● **TASK DESCRIPTION**:
Filter the entries down to the lines holding "each", then copy those lines.

Saved entries:

__________________________________________________

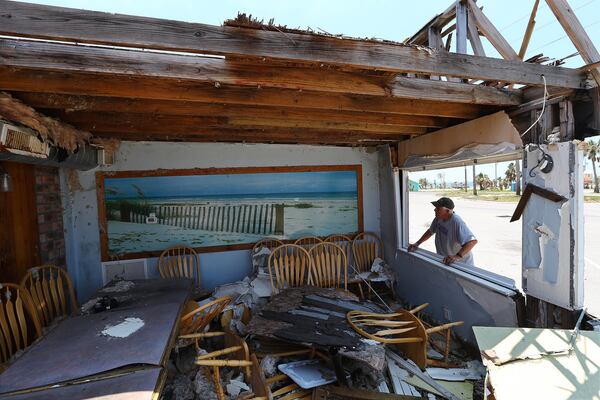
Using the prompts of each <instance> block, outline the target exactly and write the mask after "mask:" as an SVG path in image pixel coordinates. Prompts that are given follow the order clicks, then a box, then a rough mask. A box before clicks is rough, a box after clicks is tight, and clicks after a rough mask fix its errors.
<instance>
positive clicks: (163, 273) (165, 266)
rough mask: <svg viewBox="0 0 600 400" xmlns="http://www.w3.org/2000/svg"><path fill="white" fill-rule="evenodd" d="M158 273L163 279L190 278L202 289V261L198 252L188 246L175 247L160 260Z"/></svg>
mask: <svg viewBox="0 0 600 400" xmlns="http://www.w3.org/2000/svg"><path fill="white" fill-rule="evenodd" d="M158 272H159V273H160V276H161V277H163V278H190V279H192V280H193V281H194V286H195V287H196V288H197V289H198V288H200V259H199V258H198V253H196V250H194V249H192V248H191V247H188V246H173V247H170V248H168V249H166V250H165V251H163V252H162V253H161V255H160V257H159V258H158Z"/></svg>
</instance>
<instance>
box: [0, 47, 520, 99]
mask: <svg viewBox="0 0 600 400" xmlns="http://www.w3.org/2000/svg"><path fill="white" fill-rule="evenodd" d="M0 59H2V61H3V64H4V65H5V66H10V67H15V68H27V69H31V70H40V71H62V72H65V73H67V72H70V73H89V74H94V75H101V76H110V75H119V76H143V77H146V78H155V79H178V80H187V81H190V82H195V83H197V84H198V83H205V84H207V86H216V87H217V88H218V87H220V86H221V85H233V86H243V87H251V88H252V87H254V88H256V87H261V88H277V89H288V90H313V91H318V92H329V93H352V94H359V95H369V96H379V97H390V96H391V97H395V98H408V97H415V98H419V97H420V96H421V97H422V96H427V97H429V98H431V99H437V98H440V99H441V100H444V99H445V98H446V97H448V96H453V97H454V98H455V99H454V100H452V99H451V100H448V101H461V102H464V101H467V100H469V99H470V102H474V103H491V102H493V101H496V102H499V103H503V102H506V101H509V102H510V101H511V93H506V92H503V91H501V90H499V89H495V88H490V87H487V88H485V87H480V86H478V85H462V86H444V85H436V84H432V83H431V82H429V81H427V80H424V79H414V78H413V79H408V80H407V79H402V77H398V78H394V77H389V76H387V75H377V74H369V75H366V74H362V73H359V72H355V73H353V72H347V71H339V70H337V69H332V68H328V69H324V68H321V67H297V66H290V65H285V66H279V65H273V64H271V63H269V64H265V63H255V64H254V63H248V62H244V63H239V62H232V61H229V60H223V59H215V58H203V57H189V56H180V55H172V54H156V53H149V52H139V51H126V50H116V49H104V48H90V47H82V46H74V45H65V44H56V43H40V42H27V41H22V40H11V39H0ZM418 89H421V90H422V91H423V93H421V94H419V93H415V91H416V90H418ZM512 97H513V98H514V97H515V96H514V95H512ZM457 99H462V100H457ZM444 101H445V100H444Z"/></svg>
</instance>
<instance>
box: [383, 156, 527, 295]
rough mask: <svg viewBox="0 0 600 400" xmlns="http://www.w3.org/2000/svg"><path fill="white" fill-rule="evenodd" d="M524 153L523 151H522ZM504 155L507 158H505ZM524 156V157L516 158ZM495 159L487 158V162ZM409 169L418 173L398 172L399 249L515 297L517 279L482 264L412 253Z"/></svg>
mask: <svg viewBox="0 0 600 400" xmlns="http://www.w3.org/2000/svg"><path fill="white" fill-rule="evenodd" d="M519 155H521V153H519ZM503 158H504V157H503ZM515 159H520V158H515ZM482 161H483V160H482ZM499 161H508V160H506V159H502V160H499ZM488 162H494V161H488V160H485V163H486V164H487V163H488ZM473 163H477V164H479V163H478V162H477V161H474V160H471V162H470V163H469V165H471V164H473ZM463 165H466V163H464V162H461V163H456V165H443V166H438V165H432V166H430V167H429V168H427V169H428V170H429V169H442V168H451V167H459V166H463ZM409 172H415V170H414V169H410V170H409V169H403V170H400V171H399V173H394V196H395V204H396V225H397V226H396V229H397V233H398V237H397V238H398V240H397V250H398V251H401V252H404V253H406V254H408V255H409V256H412V257H416V258H419V259H421V260H423V261H426V262H428V263H429V264H431V265H434V266H436V267H438V268H441V269H443V270H445V271H448V272H451V273H454V274H457V275H459V276H461V277H463V278H466V279H469V280H471V281H473V282H475V283H478V284H480V285H483V286H486V287H488V288H490V289H492V290H494V291H497V292H499V293H502V294H505V295H507V296H511V295H514V294H516V293H517V292H518V291H519V289H518V288H517V287H516V285H515V282H514V281H513V280H512V279H510V278H508V277H505V276H502V275H499V274H496V273H494V272H491V271H488V270H485V269H483V268H479V267H473V266H469V265H466V264H464V263H462V262H456V263H452V264H451V265H446V264H444V263H443V262H442V260H443V257H441V256H440V255H439V254H437V253H433V252H431V251H429V250H425V249H417V250H415V251H414V252H410V253H409V252H408V245H409V237H408V231H409V226H408V225H409V212H410V210H409V199H408V197H409V185H408V174H409Z"/></svg>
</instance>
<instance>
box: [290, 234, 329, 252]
mask: <svg viewBox="0 0 600 400" xmlns="http://www.w3.org/2000/svg"><path fill="white" fill-rule="evenodd" d="M322 242H323V240H321V238H320V237H317V236H302V237H300V238H298V239H296V241H295V242H294V244H296V245H298V246H302V247H304V248H305V249H306V250H308V249H310V248H311V247H313V246H314V245H315V244H318V243H322Z"/></svg>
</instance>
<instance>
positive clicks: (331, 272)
mask: <svg viewBox="0 0 600 400" xmlns="http://www.w3.org/2000/svg"><path fill="white" fill-rule="evenodd" d="M308 253H309V254H310V256H311V257H312V272H311V277H312V284H313V285H315V286H319V287H336V288H344V289H347V288H348V258H347V257H346V254H345V253H344V250H342V248H341V247H340V246H338V245H337V244H334V243H319V244H317V245H315V246H314V247H313V248H311V249H310V250H309V251H308Z"/></svg>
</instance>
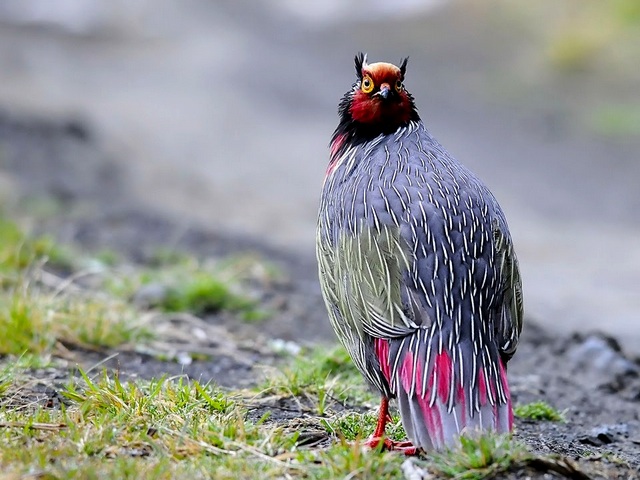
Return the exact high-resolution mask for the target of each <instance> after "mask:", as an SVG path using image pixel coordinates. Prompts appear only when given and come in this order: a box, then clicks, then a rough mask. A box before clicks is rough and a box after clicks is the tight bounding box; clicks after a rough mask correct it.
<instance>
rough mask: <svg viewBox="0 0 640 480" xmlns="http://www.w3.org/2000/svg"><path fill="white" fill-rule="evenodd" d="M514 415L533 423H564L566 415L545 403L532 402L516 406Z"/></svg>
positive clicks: (539, 402)
mask: <svg viewBox="0 0 640 480" xmlns="http://www.w3.org/2000/svg"><path fill="white" fill-rule="evenodd" d="M513 410H514V414H515V416H516V417H518V418H522V419H526V420H533V421H549V422H564V421H565V418H564V415H563V414H562V413H561V412H559V411H558V410H556V409H555V408H553V407H552V406H551V405H549V404H548V403H545V402H541V401H540V402H532V403H526V404H524V405H516V406H515V408H514V409H513Z"/></svg>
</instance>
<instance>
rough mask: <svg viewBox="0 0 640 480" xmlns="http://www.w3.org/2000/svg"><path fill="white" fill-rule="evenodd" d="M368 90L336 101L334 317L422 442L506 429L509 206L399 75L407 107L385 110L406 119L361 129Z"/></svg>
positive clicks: (513, 292) (332, 322) (350, 350)
mask: <svg viewBox="0 0 640 480" xmlns="http://www.w3.org/2000/svg"><path fill="white" fill-rule="evenodd" d="M359 66H360V69H361V71H362V72H364V73H363V74H364V75H365V77H366V76H367V75H369V74H370V75H371V76H372V78H373V82H374V83H376V87H377V83H382V82H383V81H384V79H385V78H386V77H385V75H386V76H388V75H391V73H392V72H396V71H397V72H396V73H397V74H398V76H399V78H400V80H403V79H404V70H402V71H400V70H399V69H398V68H397V67H393V66H391V65H390V64H372V65H368V64H367V63H366V57H364V56H361V57H360V64H358V57H357V58H356V71H358V67H359ZM403 66H404V67H406V61H405V62H404V63H403ZM383 67H384V68H383ZM391 67H393V68H391ZM394 69H395V70H394ZM390 72H391V73H390ZM376 75H377V77H376ZM378 77H380V81H379V82H378V81H377V78H378ZM385 84H386V83H385ZM385 88H386V87H385ZM362 90H363V89H362V75H359V78H358V81H357V82H356V84H355V85H354V87H353V89H352V90H351V91H350V92H348V93H347V94H346V95H345V98H344V99H343V103H342V104H341V115H342V118H341V124H340V126H339V127H338V129H337V130H336V133H335V134H334V139H333V144H332V161H331V163H330V167H329V170H328V172H327V177H326V179H325V183H324V186H323V191H322V198H321V205H320V213H319V218H318V238H317V257H318V263H319V271H320V282H321V287H322V293H323V296H324V298H325V302H326V305H327V308H328V312H329V318H330V320H331V323H332V325H333V327H334V329H335V331H336V333H337V335H338V337H339V339H340V340H341V341H342V343H343V344H344V345H345V347H346V348H347V350H348V351H349V353H350V355H351V357H352V359H353V361H354V363H355V365H356V366H357V368H358V369H359V370H360V371H361V372H362V374H363V375H364V376H365V378H366V379H367V380H368V382H369V383H370V384H371V385H373V386H374V387H375V388H376V389H377V390H379V391H380V393H381V394H382V395H383V397H384V398H397V399H398V403H399V408H400V413H401V417H402V421H403V425H404V427H405V430H406V431H407V435H408V436H409V438H410V440H411V441H412V442H413V444H414V445H416V446H419V447H422V448H426V449H429V448H441V447H443V446H446V445H450V444H452V443H453V442H455V440H456V439H457V437H458V436H459V434H460V433H461V432H463V431H464V430H465V429H467V430H468V429H474V428H480V429H493V430H497V431H508V430H510V429H511V426H512V410H511V403H510V398H509V390H508V385H507V381H506V373H505V370H504V366H505V364H506V362H507V361H508V359H509V358H510V357H511V356H512V355H513V353H514V352H515V349H516V346H517V343H518V337H519V334H520V331H521V328H522V317H523V308H522V293H521V291H522V290H521V281H520V274H519V270H518V264H517V260H516V256H515V253H514V251H513V245H512V241H511V237H510V234H509V230H508V227H507V222H506V220H505V217H504V214H503V212H502V210H501V208H500V206H499V205H498V202H497V201H496V199H495V198H494V196H493V195H492V194H491V192H490V191H489V189H488V188H487V187H486V186H485V185H484V184H483V183H482V182H481V181H480V180H479V179H478V178H477V177H476V176H475V175H474V174H473V173H472V172H470V171H469V170H468V169H467V168H466V167H464V166H463V165H462V164H460V163H459V162H458V161H456V160H455V159H454V158H453V157H452V156H451V155H449V153H447V151H446V150H445V149H444V148H443V147H442V146H441V145H440V144H439V143H438V142H437V141H436V140H435V139H434V138H433V136H432V135H431V134H430V133H429V132H428V131H427V129H426V128H425V127H424V125H423V124H422V121H421V120H420V119H419V117H418V116H417V112H416V111H415V107H413V99H412V97H411V96H410V95H409V94H408V93H406V91H404V88H403V87H402V89H398V91H397V96H398V97H399V98H398V99H396V100H394V101H396V102H398V104H400V102H404V103H402V105H405V104H407V102H408V100H407V99H410V102H409V103H410V107H411V109H413V110H412V112H411V113H412V115H411V118H410V119H409V120H408V121H403V120H402V119H403V118H406V116H403V117H400V116H398V117H397V118H398V119H400V120H398V121H397V122H396V120H394V118H395V117H394V118H391V120H390V123H389V122H387V119H385V118H382V120H383V121H384V122H387V123H385V124H384V125H393V124H394V122H396V123H398V125H397V128H395V129H393V131H392V132H388V128H387V127H385V128H384V129H382V130H381V133H379V134H378V135H375V132H376V129H375V127H376V124H375V122H377V121H379V120H378V119H375V120H374V123H373V124H371V125H366V126H365V127H366V128H365V129H363V130H358V129H359V128H360V127H362V125H359V124H358V122H357V121H356V120H354V116H352V115H351V113H352V112H353V115H355V114H356V113H358V111H357V110H356V109H354V107H353V106H352V105H353V102H356V101H370V100H371V99H372V98H373V97H371V95H373V94H374V92H372V93H371V94H369V96H365V95H363V93H362ZM400 97H401V98H400ZM376 101H377V100H376ZM385 101H386V97H385ZM407 108H408V107H407ZM388 111H389V112H395V110H393V111H392V110H388ZM385 112H387V110H381V113H380V115H381V116H384V115H385ZM394 115H395V113H394ZM345 116H346V117H347V118H346V119H345ZM363 118H364V117H363ZM350 129H351V130H350Z"/></svg>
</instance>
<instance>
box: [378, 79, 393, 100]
mask: <svg viewBox="0 0 640 480" xmlns="http://www.w3.org/2000/svg"><path fill="white" fill-rule="evenodd" d="M376 95H378V96H380V97H382V98H383V99H384V100H387V99H388V98H389V95H391V87H390V86H389V84H388V83H383V84H382V85H380V90H379V91H378V93H376Z"/></svg>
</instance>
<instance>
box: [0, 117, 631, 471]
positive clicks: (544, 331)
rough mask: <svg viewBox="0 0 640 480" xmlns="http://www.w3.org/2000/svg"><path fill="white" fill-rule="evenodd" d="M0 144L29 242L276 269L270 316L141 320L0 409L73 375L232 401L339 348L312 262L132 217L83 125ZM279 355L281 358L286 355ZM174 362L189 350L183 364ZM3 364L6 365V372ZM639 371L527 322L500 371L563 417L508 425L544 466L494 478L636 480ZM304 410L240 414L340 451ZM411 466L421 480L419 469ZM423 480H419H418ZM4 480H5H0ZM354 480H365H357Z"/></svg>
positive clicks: (146, 295) (591, 340)
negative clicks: (119, 335)
mask: <svg viewBox="0 0 640 480" xmlns="http://www.w3.org/2000/svg"><path fill="white" fill-rule="evenodd" d="M0 144H2V147H3V152H4V156H3V165H4V167H5V173H4V175H5V177H4V180H3V182H4V183H3V184H4V186H5V187H6V188H5V189H4V191H5V192H11V193H10V194H9V195H5V198H4V199H3V201H4V204H5V210H6V211H7V212H10V215H11V216H13V217H14V218H16V219H18V220H19V222H20V223H21V225H22V226H23V227H24V228H26V229H27V230H29V231H30V232H32V234H33V235H39V234H42V233H47V234H50V235H53V236H54V237H55V238H56V239H57V241H58V242H60V243H61V244H65V245H73V246H74V248H75V249H76V250H75V251H81V252H85V253H87V252H89V253H92V254H93V255H96V256H99V255H102V256H103V257H104V256H106V255H107V254H108V256H109V257H110V258H111V257H115V258H116V263H118V264H125V265H129V267H128V268H132V269H136V268H144V267H145V266H148V265H150V264H152V263H153V262H155V261H157V257H158V252H164V254H167V252H170V253H171V254H172V255H189V256H193V257H196V258H199V259H203V260H204V259H220V258H227V257H229V256H233V257H234V258H245V257H246V258H249V260H247V261H248V262H249V264H250V265H254V263H253V262H255V265H261V264H262V262H264V263H265V264H268V265H271V266H272V268H273V272H276V273H273V272H272V273H265V271H264V270H260V271H258V272H257V273H256V271H252V273H251V274H250V275H248V276H247V279H248V280H247V283H248V284H249V285H250V288H251V289H252V291H253V293H254V298H256V299H258V301H259V303H260V305H261V306H263V307H264V308H266V309H268V310H269V312H270V314H269V316H268V317H267V318H265V319H259V320H257V321H243V320H241V319H239V318H238V315H234V314H230V313H217V314H206V312H205V314H203V315H200V316H196V315H191V314H186V313H184V314H182V313H173V314H171V313H160V312H157V311H154V310H153V309H150V310H149V309H147V310H148V311H149V312H150V315H151V320H149V322H151V323H152V324H153V329H154V333H155V334H156V337H155V339H154V340H153V341H151V342H147V343H146V344H145V347H144V349H141V348H140V347H139V346H138V345H131V344H126V345H121V346H118V347H116V348H104V347H101V348H87V347H86V346H82V345H74V344H63V345H60V346H59V348H58V347H57V348H56V350H55V351H54V352H53V354H52V356H53V357H54V358H55V362H53V363H52V364H50V365H47V366H46V367H43V368H40V369H37V368H36V369H31V370H30V371H29V375H30V378H31V380H32V381H31V382H29V384H28V386H25V388H24V389H22V390H21V394H20V395H19V396H17V397H16V396H14V397H12V400H11V401H12V402H13V403H10V404H8V403H6V399H5V403H4V407H3V408H4V409H7V408H11V407H12V406H14V407H15V405H14V404H17V405H20V404H23V405H24V404H33V403H34V402H35V403H36V404H40V405H48V406H52V407H53V408H57V406H59V405H60V402H61V398H62V397H61V396H60V394H59V393H60V392H59V389H61V388H62V387H61V385H62V384H63V383H64V382H65V381H67V379H68V378H69V376H70V375H73V372H74V371H75V369H76V368H77V367H78V366H80V367H82V368H84V369H88V370H92V369H102V368H107V369H110V370H111V371H115V372H118V375H119V376H120V377H121V378H125V379H149V378H152V377H153V378H159V377H162V376H168V377H172V376H176V375H181V374H184V375H187V376H188V377H190V378H193V379H196V380H199V381H202V382H209V381H212V382H215V383H216V384H218V385H220V386H222V387H225V388H227V389H231V390H238V389H241V388H245V387H251V386H255V385H259V384H261V383H262V382H264V381H265V380H264V379H265V378H269V376H270V375H275V374H276V373H274V372H279V371H282V370H283V369H286V368H287V364H290V363H291V362H293V361H294V360H293V359H292V358H293V357H295V355H296V352H297V351H298V349H299V347H300V346H309V345H311V346H313V345H318V344H320V345H333V344H335V339H334V337H333V334H332V332H331V331H330V328H329V325H328V321H327V318H326V314H325V311H324V307H323V305H322V301H321V299H320V294H319V289H318V285H317V281H316V270H315V265H314V264H313V262H312V261H309V260H308V258H309V257H304V258H303V257H300V256H296V255H292V254H290V253H287V252H284V251H280V250H277V249H275V248H272V247H270V246H269V245H264V244H262V243H261V242H259V241H256V240H249V239H244V238H232V237H228V236H225V235H224V234H223V233H220V232H211V231H207V230H206V229H204V228H200V227H198V226H188V227H185V226H184V225H182V224H181V223H180V222H176V221H175V220H173V219H171V218H167V217H164V216H163V215H162V214H161V213H159V212H154V211H152V210H150V209H149V208H148V207H147V208H143V207H140V206H139V205H137V204H135V202H132V201H131V200H130V199H129V198H127V196H126V189H125V188H124V187H123V185H124V184H125V182H124V180H123V179H122V178H120V172H119V171H118V169H117V168H115V167H114V165H113V164H112V163H111V162H110V160H109V158H108V157H107V156H106V155H105V154H104V153H103V151H102V149H101V147H100V145H99V142H96V141H95V139H94V138H93V134H92V132H91V131H90V130H89V129H88V128H87V127H85V126H84V125H82V124H78V123H74V122H64V121H57V120H46V121H44V120H37V119H33V118H25V117H22V118H21V117H16V116H14V115H10V114H7V113H5V114H2V115H0ZM45 153H46V155H45ZM105 252H107V253H105ZM252 268H253V267H252ZM87 269H88V270H87V271H86V272H84V274H85V275H84V280H83V277H82V275H78V276H77V278H75V279H73V278H72V279H69V277H68V275H69V272H64V271H55V270H54V271H49V272H47V268H46V267H45V269H44V271H45V272H47V274H49V275H50V277H47V278H49V280H46V278H45V280H44V281H45V283H46V282H47V281H49V283H50V285H49V286H50V287H52V288H56V285H57V284H59V283H64V284H65V285H67V287H68V284H74V283H75V284H77V285H79V286H80V287H81V288H89V289H90V288H93V287H92V283H91V280H90V278H91V274H92V273H91V271H90V270H91V267H90V266H89V267H87ZM249 270H251V268H250V269H249ZM254 270H255V269H254ZM87 277H88V278H89V279H88V280H87ZM154 288H155V287H154V285H153V284H152V285H151V287H147V288H146V289H139V290H138V291H137V292H136V294H135V295H134V297H133V299H132V301H133V302H134V303H138V304H141V305H142V307H141V308H143V310H144V309H146V308H147V307H148V306H149V305H145V304H150V303H153V301H154V299H155V298H156V295H162V293H158V292H157V291H156V290H157V289H156V290H154ZM154 312H155V313H154ZM558 321H561V319H558ZM151 323H150V324H151ZM283 350H284V351H289V352H291V353H290V354H286V355H285V354H283V353H282V351H283ZM181 352H189V353H190V356H189V358H188V359H187V360H186V361H185V360H184V356H183V357H181ZM10 358H12V357H5V364H6V362H7V360H8V359H10ZM639 372H640V362H639V361H638V359H634V358H629V357H627V356H626V355H625V353H624V352H622V351H621V350H620V347H619V346H618V342H617V341H616V340H615V339H613V338H609V337H606V336H603V335H601V334H599V333H597V332H581V333H580V334H575V335H572V336H565V337H558V336H551V335H550V334H549V333H547V332H546V331H545V330H543V329H542V328H540V327H538V326H537V324H536V320H535V319H532V318H527V319H526V322H525V328H524V332H523V335H522V341H521V345H520V346H519V348H518V352H517V354H516V355H515V357H514V358H513V360H512V361H511V363H510V364H509V377H510V382H511V385H512V393H513V397H514V401H515V404H516V405H525V404H529V403H531V402H536V401H544V402H546V403H547V404H549V405H550V406H552V407H554V408H555V409H556V410H558V411H560V412H561V413H562V416H563V417H564V421H561V422H551V421H533V420H530V419H523V418H517V419H516V428H515V433H514V438H515V439H516V440H520V441H522V442H523V443H524V444H525V445H526V446H527V447H528V449H529V450H530V451H532V452H534V453H536V454H542V455H544V458H547V460H546V462H547V463H544V462H543V461H539V462H538V463H535V462H529V463H527V464H526V465H524V466H522V465H521V466H519V467H518V466H517V465H516V466H515V467H513V468H512V469H511V473H509V474H508V475H507V477H503V478H554V475H555V476H562V475H563V474H564V475H566V476H568V477H570V478H620V479H622V478H638V477H639V476H640V375H639ZM0 391H1V390H0ZM305 402H306V400H305V397H304V393H300V394H298V395H296V394H292V395H283V394H282V393H281V392H280V393H279V394H273V395H268V394H265V395H263V396H260V397H255V398H254V399H253V400H252V401H251V402H249V403H248V404H247V405H248V410H247V416H248V419H249V420H251V419H253V420H255V421H256V422H257V421H258V420H259V419H261V418H264V417H265V413H266V412H269V417H268V422H271V423H273V424H276V425H281V426H282V427H283V428H284V429H285V430H286V429H299V431H300V432H299V433H300V436H299V437H298V441H299V442H300V444H301V445H307V447H308V448H312V449H313V448H322V447H326V446H327V445H329V444H332V443H335V442H337V441H338V440H337V439H336V438H335V437H332V436H331V435H330V434H329V433H327V429H323V428H321V427H319V426H320V425H322V423H321V422H322V418H323V415H321V414H320V415H319V412H318V409H317V408H309V407H308V406H307V405H306V403H305ZM63 403H64V402H63ZM372 405H373V404H372V403H371V401H364V403H362V404H358V402H357V400H356V401H354V400H353V399H352V400H350V401H348V402H345V400H344V399H342V400H340V399H338V398H333V397H330V398H328V400H327V401H326V405H325V412H333V413H336V412H338V413H340V414H344V413H345V412H347V413H348V412H350V411H352V412H356V413H362V412H366V411H368V410H370V408H371V406H372ZM325 415H328V414H326V413H325ZM375 454H376V453H372V455H375ZM549 454H553V455H552V456H551V457H549V456H548V455H549ZM131 455H134V454H131ZM549 459H551V460H549ZM567 461H568V463H566V462H567ZM418 462H419V460H418ZM411 465H414V467H415V469H416V470H415V471H414V473H415V474H416V475H419V474H420V473H419V472H420V464H419V463H416V464H411ZM567 465H569V466H567ZM552 471H553V472H555V473H551V472H552ZM416 472H418V473H416ZM580 472H582V473H580ZM423 473H424V472H423ZM405 474H406V472H405ZM581 474H583V475H586V476H580V475H581ZM424 475H425V476H424V477H420V476H418V477H415V478H427V474H426V473H424ZM0 478H3V479H4V478H5V477H3V476H2V475H1V474H0ZM6 478H26V477H6ZM362 478H367V476H366V472H365V475H364V476H363V477H362ZM429 478H431V477H429Z"/></svg>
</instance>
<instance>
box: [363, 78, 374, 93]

__________________________________________________

● **SOLUTION FOR THIS TASK**:
Using the prompts of each <instance> block, outline the target exactly and write the mask after "mask:" as an SVG path in image pixel coordinates. Prompts that are given follow the order clicks, then a box, then a rough mask. A box before clicks is rough, a box after clicks is tight, and clicks after a rough mask fix its errors.
Return the exact high-resolution mask for the target of each <instance> after "mask:", as an SVG path using image pixel coordinates. Prompts appear only when given and come in this order: a box, then clicks, then a rough mask. A box before clicks is rough and a box after clicks is the tight bounding box; clicks after a rough mask correct it.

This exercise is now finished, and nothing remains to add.